| ZUR AUFGABE |
Zitiere aus dem Textauszug über Silber-Swaps wörtlich die Passage, die mit „Da es offensichtlich“ beginnt und sich bis einschließlich „Silber zurück bekommt.“ fortsetzt.

| TEXTAUSZUG |
———

Steigt Silber dagegen, dann wird das Geschäft für Partei B mit dem Zuwachs des Silber-Preises zunehmend unattraktiv. Das ist das Risiko für Partei B aus diesem Geschäft.
Um einer Partei B nun den Silber-Verkauf durch Swap-Geschäfte attraktiv zu gestalten, bedarf es also eines möglichst hohen Differenz-Betrags zwischen SIFO und den Zinsen, die am Geldmarkt zu erzielen sind (z.B. LIBOR). Die Profitabilität dieses Carry Trade-Geschäfts berechnet sich also aus der Differenz LIBOR ./. SIFO – verwirrender weise auch als Leasing Rate bezeichnet. Je höher diese Differenz, desto attraktiver ist das Carry Trade-Geschäft für Partei B.
Da am Geldmarkt aber nur Zinsen von weit unter ein Prozent p.a. zu erzielen sind, müssen eben die SIFO-Sätze von der Partei A soweit gesenkt werden, dass Partei B diese wegen des steigenden Silber-Preises sowieso schon sehr gefährlichen Geschäfte überhaupt einzugehen wagt.
Welche Partei A ist nun aber so blöd, sein Silber zu einem negativen Zinssatz zu verleihen – das heißt am Ende des Swap-Geschäfts Partei B sogar noch Zinsen zu bezahlen? Entweder die Notenbanken selbst (mit ihren Goldreserven) oder die Gold-Kartell Banken, die sich der Silber-Vorräte beispielsweise der ETFs, die in ihren Kellern gelagert werden, eigenhändig bemächtigen.
Die Situation ist also ein Hinweis darauf, dass (a) die letzten wohl noch physisch existenten Silber-Vorräte mobilisiert werden sollen, um durch kurzfristige Verkaufs-Geschäfte den physischen Markt zu beruhigen. Und (b) der Anreiz für die durchführenden Banken zu solchen Carry Trade-Geschäften immer attraktiver gestaltet werden muss, damit diese wegen der steigenden Notierungen überhaupt noch solche Geschäfte durchführen wollen.
Das sieht schon sehr nach einer Verzweiflungs-Tat aus. [Autor: Peter Ziemann]
Vielen Dank für die ausführliche Beschreibung, Herr Ziemann!
Da es offensichtlich Verständnis-Probleme gibt, hier noch eine Kurz-Beschreibung eines Swap-Geschäft:
- Leihe: A verleiht B Silber zu 2% für ein Jahr.
- Swap: B verkauft das Silber am Markt und legt den Erlös zu 5% Zins an.
- Auflösung: Nach einem Jahr muss B das Silber am Markt zurück kaufen und an A, nebst 2% Zins, zurückgeben.
- Vorteil für A: Ersparnis der Lagerkosten und 2% Zins.
- Nachteil für A: falls B bankrott geht, muss A schauen, wie er sein Silber zurück bekommt.
- Vorteil für B: 3% Zins auf den Verkaufspreis plus Differenz zwischen Verkaufs- und Rückkaufspreis des Silbers.
- Auswirkungen für Silber-Anleger: Preis sinkt zum Zeitpunkt des Verkaufs und steigt beim Rückkauf.
- Warum verleiht A sein Silber, obwohl er (bei negativen Lease-Rates) drauf zahlt? Weil er um jeden Preis Silber unten halten muss!

———

[Extrahierte Zeilen]
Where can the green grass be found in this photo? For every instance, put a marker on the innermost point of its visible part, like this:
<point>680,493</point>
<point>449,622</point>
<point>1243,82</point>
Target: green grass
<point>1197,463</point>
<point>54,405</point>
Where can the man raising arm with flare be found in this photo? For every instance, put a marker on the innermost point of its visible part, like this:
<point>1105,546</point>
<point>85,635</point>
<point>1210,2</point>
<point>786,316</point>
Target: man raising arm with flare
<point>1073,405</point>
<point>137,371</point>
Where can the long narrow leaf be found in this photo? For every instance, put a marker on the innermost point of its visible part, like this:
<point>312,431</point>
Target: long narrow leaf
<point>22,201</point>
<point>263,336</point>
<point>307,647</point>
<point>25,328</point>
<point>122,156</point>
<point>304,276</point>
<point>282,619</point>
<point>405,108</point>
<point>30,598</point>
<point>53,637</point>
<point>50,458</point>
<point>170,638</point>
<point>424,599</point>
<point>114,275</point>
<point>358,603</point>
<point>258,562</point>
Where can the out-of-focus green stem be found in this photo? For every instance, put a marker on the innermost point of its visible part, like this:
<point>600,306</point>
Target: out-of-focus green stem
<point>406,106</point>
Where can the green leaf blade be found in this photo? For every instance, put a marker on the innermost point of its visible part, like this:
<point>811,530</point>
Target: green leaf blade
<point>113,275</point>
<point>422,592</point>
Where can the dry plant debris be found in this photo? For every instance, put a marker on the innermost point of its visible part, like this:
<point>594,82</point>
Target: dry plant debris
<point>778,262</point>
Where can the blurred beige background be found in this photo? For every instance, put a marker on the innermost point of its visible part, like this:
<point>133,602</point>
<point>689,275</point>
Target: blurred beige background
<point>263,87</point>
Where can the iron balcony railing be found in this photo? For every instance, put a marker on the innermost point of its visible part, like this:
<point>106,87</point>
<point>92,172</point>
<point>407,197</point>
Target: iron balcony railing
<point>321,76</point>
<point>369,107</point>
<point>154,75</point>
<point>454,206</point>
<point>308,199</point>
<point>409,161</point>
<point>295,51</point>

———

| DIE LÖSUNG |
Da es offensichtlich Verständnis-Probleme gibt, hier noch eine Kurz-Beschreibung eines Swap-Geschäft:
- Leihe: A verleiht B Silber zu 2% für ein Jahr.
- Swap: B verkauft das Silber am Markt und legt den Erlös zu 5% Zins an.
- Auflösung: Nach einem Jahr muss B das Silber am Markt zurück kaufen und an A, nebst 2% Zins, zurückgeben.
- Vorteil für A: Ersparnis der Lagerkosten und 2% Zins.
- Nachteil für A: falls B bankrott geht, muss A schauen, wie er sein Silber zurück bekommt.